─── LISTED ENTRIES

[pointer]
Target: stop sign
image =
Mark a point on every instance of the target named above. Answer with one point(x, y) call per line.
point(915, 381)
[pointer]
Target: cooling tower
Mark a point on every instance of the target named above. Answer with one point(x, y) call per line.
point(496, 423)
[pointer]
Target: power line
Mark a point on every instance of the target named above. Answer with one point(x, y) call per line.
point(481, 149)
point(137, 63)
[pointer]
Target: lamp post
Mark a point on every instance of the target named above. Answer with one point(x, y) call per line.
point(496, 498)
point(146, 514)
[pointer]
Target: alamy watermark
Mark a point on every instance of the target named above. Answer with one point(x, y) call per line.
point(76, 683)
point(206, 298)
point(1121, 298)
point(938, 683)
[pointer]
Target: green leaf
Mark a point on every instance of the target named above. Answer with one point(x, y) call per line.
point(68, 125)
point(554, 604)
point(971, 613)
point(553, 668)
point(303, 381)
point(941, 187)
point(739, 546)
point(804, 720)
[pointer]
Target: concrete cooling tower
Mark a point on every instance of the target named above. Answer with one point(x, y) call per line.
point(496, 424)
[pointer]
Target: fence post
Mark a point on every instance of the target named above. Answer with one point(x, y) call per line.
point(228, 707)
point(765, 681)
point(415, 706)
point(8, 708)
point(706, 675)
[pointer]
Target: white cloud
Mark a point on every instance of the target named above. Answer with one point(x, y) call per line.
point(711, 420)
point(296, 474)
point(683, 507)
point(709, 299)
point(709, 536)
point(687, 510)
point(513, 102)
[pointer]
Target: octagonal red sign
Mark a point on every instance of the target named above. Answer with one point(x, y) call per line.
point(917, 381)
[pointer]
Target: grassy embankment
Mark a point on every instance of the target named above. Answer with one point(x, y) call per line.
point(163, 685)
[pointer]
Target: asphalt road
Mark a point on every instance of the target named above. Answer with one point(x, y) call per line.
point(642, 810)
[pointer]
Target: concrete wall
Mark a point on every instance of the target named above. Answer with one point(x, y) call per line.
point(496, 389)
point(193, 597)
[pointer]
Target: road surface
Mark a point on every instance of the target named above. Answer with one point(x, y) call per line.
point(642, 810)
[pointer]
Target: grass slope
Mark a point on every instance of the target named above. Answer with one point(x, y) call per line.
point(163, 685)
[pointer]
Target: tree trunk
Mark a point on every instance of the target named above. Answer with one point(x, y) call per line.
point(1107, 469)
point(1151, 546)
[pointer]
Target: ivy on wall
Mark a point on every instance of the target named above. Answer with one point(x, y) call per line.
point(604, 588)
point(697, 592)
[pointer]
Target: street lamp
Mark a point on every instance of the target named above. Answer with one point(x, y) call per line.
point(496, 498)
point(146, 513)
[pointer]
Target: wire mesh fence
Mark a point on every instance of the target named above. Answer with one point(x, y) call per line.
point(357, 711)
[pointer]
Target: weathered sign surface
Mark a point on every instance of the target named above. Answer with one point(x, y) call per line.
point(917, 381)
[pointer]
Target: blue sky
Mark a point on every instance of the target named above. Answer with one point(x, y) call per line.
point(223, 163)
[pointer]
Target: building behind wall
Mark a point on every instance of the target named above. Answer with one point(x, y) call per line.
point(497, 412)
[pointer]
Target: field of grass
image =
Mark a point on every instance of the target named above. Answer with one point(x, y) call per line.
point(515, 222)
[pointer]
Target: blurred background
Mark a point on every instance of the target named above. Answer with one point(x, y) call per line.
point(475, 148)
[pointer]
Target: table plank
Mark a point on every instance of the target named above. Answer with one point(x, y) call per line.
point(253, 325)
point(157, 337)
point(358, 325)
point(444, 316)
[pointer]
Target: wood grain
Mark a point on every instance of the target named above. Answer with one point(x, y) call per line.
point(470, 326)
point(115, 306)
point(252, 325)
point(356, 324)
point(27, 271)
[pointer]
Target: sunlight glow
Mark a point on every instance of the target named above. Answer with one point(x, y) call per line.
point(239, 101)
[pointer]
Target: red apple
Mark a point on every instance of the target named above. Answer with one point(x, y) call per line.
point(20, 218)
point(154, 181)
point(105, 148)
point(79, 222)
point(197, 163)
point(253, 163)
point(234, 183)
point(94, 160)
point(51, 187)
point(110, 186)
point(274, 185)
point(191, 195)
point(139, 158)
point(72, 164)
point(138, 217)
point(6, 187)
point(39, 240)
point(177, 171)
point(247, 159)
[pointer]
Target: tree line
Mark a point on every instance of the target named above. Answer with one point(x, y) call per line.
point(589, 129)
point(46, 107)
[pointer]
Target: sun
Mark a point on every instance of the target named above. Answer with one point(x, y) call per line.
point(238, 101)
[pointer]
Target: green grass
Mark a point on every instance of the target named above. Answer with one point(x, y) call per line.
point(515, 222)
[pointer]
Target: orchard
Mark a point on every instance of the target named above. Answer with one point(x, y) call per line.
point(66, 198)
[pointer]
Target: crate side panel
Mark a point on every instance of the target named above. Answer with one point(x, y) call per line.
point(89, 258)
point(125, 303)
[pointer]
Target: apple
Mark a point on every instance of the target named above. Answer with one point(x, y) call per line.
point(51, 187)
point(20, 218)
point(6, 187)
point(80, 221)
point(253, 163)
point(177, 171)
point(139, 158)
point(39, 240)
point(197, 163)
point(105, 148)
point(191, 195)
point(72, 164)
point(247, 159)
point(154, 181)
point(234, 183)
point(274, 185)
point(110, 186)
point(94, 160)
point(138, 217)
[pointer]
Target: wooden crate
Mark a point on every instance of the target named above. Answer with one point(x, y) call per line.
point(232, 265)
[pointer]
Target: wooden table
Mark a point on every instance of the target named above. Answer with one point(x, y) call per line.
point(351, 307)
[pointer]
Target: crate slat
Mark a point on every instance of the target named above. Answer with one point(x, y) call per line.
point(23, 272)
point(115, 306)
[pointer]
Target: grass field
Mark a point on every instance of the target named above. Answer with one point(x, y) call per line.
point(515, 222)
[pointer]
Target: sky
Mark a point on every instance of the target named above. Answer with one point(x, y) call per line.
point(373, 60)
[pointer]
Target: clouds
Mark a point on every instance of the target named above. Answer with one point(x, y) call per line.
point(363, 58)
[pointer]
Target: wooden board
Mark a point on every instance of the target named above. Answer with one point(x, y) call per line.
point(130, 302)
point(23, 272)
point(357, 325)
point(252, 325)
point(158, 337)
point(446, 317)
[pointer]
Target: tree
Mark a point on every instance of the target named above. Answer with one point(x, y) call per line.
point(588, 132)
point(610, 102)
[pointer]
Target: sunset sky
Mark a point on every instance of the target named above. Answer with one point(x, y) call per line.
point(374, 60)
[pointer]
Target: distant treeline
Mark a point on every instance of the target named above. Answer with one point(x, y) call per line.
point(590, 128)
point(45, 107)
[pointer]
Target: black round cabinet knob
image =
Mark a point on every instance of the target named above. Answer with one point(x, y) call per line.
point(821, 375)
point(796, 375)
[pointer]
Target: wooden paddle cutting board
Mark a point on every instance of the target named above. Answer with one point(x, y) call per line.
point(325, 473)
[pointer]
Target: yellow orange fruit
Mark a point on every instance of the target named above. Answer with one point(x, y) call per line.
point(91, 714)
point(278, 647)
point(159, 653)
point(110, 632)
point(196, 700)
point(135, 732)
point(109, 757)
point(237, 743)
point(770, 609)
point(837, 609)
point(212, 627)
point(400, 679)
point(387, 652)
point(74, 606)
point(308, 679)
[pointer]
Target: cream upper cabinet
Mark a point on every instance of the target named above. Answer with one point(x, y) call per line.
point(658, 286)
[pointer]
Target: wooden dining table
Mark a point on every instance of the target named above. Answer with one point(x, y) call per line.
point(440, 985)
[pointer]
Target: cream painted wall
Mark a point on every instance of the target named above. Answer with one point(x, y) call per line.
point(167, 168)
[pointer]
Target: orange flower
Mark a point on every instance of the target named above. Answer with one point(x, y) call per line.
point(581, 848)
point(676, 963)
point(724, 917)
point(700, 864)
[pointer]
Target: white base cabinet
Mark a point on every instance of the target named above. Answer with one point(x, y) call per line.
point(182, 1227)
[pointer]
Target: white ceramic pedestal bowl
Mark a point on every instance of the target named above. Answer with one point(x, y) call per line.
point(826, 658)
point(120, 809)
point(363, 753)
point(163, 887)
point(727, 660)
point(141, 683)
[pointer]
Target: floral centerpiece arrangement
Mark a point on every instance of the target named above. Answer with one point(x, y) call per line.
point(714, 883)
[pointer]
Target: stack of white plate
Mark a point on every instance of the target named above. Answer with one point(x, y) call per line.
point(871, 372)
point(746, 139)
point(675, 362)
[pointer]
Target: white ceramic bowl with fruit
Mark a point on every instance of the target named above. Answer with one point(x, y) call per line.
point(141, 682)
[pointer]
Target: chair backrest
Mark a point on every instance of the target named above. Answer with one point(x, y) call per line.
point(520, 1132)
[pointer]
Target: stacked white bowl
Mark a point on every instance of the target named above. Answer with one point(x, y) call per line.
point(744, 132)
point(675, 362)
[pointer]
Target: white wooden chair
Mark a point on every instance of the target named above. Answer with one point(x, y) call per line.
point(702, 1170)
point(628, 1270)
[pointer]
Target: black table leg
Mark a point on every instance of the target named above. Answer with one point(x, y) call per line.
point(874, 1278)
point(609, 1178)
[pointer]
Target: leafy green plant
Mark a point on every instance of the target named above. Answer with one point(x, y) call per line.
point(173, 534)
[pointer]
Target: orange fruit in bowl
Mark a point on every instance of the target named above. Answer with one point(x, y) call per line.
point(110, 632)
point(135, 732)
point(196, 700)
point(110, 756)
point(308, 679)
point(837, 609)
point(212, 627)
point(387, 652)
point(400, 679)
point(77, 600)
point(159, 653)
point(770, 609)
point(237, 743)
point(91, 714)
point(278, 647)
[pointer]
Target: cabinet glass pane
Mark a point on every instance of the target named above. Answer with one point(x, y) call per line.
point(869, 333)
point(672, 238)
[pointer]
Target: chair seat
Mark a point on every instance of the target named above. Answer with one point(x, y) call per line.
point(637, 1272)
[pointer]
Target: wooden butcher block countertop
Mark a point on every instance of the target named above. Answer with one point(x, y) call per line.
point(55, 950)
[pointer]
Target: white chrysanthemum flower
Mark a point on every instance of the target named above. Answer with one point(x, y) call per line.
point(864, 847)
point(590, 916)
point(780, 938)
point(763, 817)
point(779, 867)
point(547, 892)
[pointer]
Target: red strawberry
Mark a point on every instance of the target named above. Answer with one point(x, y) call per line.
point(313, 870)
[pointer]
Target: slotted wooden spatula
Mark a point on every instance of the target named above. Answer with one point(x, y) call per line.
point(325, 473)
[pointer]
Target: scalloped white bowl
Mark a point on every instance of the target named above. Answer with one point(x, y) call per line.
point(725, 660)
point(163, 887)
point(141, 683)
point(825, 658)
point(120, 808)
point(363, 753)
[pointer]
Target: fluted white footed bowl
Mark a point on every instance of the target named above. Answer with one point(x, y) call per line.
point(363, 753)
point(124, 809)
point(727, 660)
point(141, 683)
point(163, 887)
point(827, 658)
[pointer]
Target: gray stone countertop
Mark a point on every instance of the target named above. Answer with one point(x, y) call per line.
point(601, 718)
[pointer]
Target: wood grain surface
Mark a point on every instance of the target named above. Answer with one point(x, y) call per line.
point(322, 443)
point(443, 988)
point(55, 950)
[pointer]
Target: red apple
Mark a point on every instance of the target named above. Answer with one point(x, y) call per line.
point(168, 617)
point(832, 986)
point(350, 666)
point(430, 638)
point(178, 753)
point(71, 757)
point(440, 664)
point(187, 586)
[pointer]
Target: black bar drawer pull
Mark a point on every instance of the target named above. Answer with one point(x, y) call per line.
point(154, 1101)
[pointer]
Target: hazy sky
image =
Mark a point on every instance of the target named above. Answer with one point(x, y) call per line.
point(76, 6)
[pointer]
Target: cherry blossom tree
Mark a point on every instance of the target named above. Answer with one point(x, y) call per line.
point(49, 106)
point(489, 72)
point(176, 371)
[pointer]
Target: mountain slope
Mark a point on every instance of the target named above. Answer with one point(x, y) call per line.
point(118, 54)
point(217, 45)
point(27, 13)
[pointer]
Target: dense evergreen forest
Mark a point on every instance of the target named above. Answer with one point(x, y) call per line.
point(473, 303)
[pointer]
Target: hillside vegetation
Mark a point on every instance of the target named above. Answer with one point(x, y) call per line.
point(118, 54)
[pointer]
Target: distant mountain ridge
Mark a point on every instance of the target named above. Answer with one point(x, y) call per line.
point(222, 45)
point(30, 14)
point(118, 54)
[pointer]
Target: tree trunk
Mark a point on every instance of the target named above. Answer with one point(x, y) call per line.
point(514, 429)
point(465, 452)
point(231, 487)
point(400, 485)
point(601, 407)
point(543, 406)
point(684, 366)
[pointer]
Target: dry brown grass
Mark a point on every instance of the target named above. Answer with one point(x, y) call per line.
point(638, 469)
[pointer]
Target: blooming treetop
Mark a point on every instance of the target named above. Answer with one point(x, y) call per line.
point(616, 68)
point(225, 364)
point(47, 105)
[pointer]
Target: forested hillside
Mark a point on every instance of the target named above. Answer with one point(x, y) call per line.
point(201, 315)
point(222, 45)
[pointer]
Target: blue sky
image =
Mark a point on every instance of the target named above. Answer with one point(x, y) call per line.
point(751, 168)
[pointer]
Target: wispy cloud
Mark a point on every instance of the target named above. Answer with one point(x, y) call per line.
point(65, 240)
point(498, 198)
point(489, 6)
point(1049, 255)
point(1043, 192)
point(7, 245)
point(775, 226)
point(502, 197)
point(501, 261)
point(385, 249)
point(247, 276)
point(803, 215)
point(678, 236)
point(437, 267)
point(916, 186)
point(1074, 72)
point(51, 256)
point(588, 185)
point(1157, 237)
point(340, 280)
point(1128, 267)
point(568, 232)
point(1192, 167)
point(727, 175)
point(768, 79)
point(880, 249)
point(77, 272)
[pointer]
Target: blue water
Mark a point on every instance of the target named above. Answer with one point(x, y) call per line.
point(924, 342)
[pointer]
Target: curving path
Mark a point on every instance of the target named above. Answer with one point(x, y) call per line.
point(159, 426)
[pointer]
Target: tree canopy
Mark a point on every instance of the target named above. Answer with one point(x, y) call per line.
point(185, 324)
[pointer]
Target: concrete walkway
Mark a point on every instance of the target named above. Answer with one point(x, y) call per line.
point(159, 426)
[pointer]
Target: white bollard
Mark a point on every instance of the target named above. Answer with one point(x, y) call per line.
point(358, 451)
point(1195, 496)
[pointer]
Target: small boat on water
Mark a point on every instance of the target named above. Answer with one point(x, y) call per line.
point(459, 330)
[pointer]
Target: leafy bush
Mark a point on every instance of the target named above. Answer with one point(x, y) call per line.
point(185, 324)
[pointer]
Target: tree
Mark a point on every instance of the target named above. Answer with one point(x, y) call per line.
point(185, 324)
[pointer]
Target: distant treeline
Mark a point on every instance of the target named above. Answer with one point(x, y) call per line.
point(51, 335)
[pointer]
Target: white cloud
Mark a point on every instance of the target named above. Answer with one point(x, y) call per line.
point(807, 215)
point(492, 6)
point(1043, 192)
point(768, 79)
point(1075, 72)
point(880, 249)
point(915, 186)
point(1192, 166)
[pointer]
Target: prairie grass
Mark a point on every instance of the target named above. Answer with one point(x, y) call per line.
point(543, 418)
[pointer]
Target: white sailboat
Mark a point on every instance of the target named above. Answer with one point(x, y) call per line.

──────

• [WHAT NEEDS TO BE DONE]: A single number is the expected answer: how many lines of the records above contain the word "wooden".

• [SOLUTION TO THIS EXERCISE]: 8